Però dovremmo anche meditare sul fatto che se la percentuale è vera (o comunque approssimativamente vera) ci dovremmo interrogare sul perché tanti russi pensano che l’Occidente stia muovendo guerra a loro. Sicuramente l’allargamento dell’alleanza Nato agli ex Paesi dell’Urss o sotto l’influenza dell’Urss può aver fatto nascere questa convinzione di accerchiamento. Ma nel 2000, non era Putin che avrebbe voluto far entrare la Russia nella Nato, seppur come partner alla pari? Perché poi ha cambiato idea? Questo non ce lo spiegheranno mai.

È indubbio che nella Nato comandano gli americani (il capo di stato maggiore, di tutti i Paesi che ne fanno parte, è sempre americano), che gli USA non hanno alcun interesse nel rendere l’Europa sempre più potente e unita perché diventerebbe un pericoloso concorrente, sì che per aiutare economicamente i Paesi del centro Europa usciti dalla sfera d’influenza dell’Unione sovietica, era scontato che non si poteva farli solo entrare nella UE, ma era meglio farli entrare anche nella Nato per mantenere un certo controllo su di essi. Del resto, tutti gli Stati europei erano a loro volta ben contenti di occuparsi solo di economia e di lasciare la gran parte delle spese militari (anche per la loro difesa) sulle spalle degli USA. Dovremmo però anche ricordare che se i Paesi occidentali hanno potuto godere di ampia libertà è perché gli Stati Uniti sono entrati con tutto il loro peso nella Seconda Guerra Mondiale. Nei Paesi in cui sono entrati i russi (es. Polonia, Ungheria, ecc.) i loro cittadini non hanno mai potuto godere delle nostre libertà fino al dissolvimento dell’Urss.

[9] Ad es., le pur nobili parole del vescovo di Perugia, che era presente alla partenza della marcia della pace sono queste: “Sostenere la causa della pace è sinonimo di resistenza, di non-violenza attiva, che alimenti – come un cordone ombelicale – una cultura e una politica impegnate a non rassegnarsi all’ineluttabilità della guerra, alla logica della contrapposizione, in cerca di spazi di dialogo e di negoziato” (Avvenire, 25.2.2023). Pensate che dopo queste parole la guerra si fermerà? Lo stesso per le altre parole riportate da alcuni partecipanti alla marcia, sempre sullo stesso quotidiano.

-=-=-=-=-

Compiti assegnati
1 – Elenca tutte le sigle che compaiono nel brano sulla Nato e la Russia, nell'ordine in cui appaiono per la prima volta.
2 – Prosegui il brano sulla Nato e la Russia subito dopo la sua ultima frase.

Dati di partenza
-=-=-=-=-

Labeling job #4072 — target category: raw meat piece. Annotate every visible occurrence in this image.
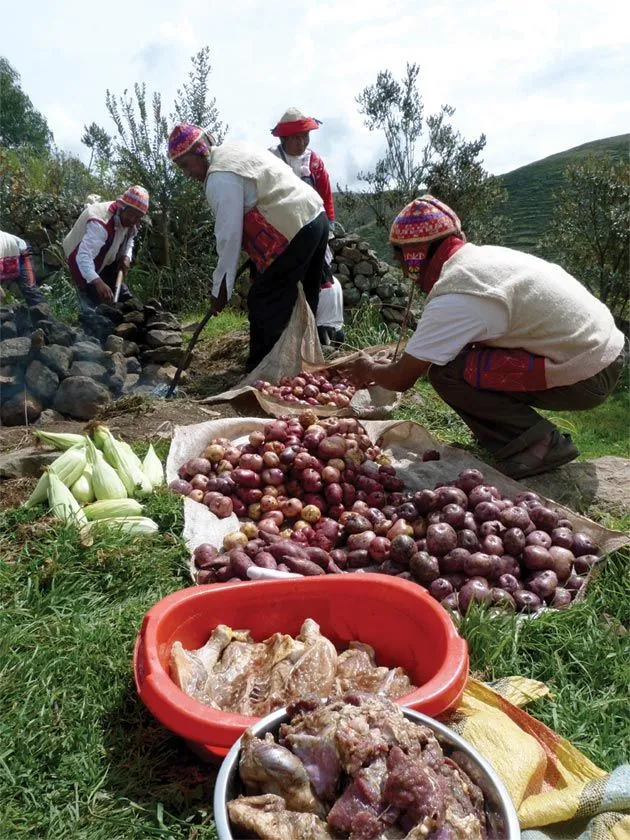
[228,793,334,840]
[239,729,325,816]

-=-=-=-=-

Risposte
1 – Nato, Urss, USA, UE

2 –
[10] Se a Trieste ci si preoccupa di cosa avviene a Lampedusa, che è circa alla stessa distanza, perché non dovremmo preoccuparci di cosa avviene in Ucraina?

[11] Anche se vi sono indubbiamente delle cose che devono essere cambiate.

[12] Ricordate ai tempi della guerra del Vietnam lo slogan “Yankee go home!”? Avete mai sentito in un corteo pacifista di oggi lo slogan: “Russia go home!” Non a torto, allora, si dice che nel pacifismo nostrano prevale l’antiamericanismo, nella convinzione che se non si arriva alla pace è colpa degli Stati Uniti, e non della Russia che ha invaso un Paese indipendente. In tal senso l’editoriale di “Avvenire” del 24.2.2023, dove si dice che Stati Uniti e Occidente sono responsabili della guerra (per fortuna non si dice anche dei bombardamenti su scuole e ospedali e zone civili in Ucraina) “non di meno” della Russia.

[13] E se uno vuol cercare su internet, guardi pure anche le foto successive, dell’attesa angosciosa di questi giovani genitori in ospedale e della tragica disperazione alla notizia della morte del loro bimbo.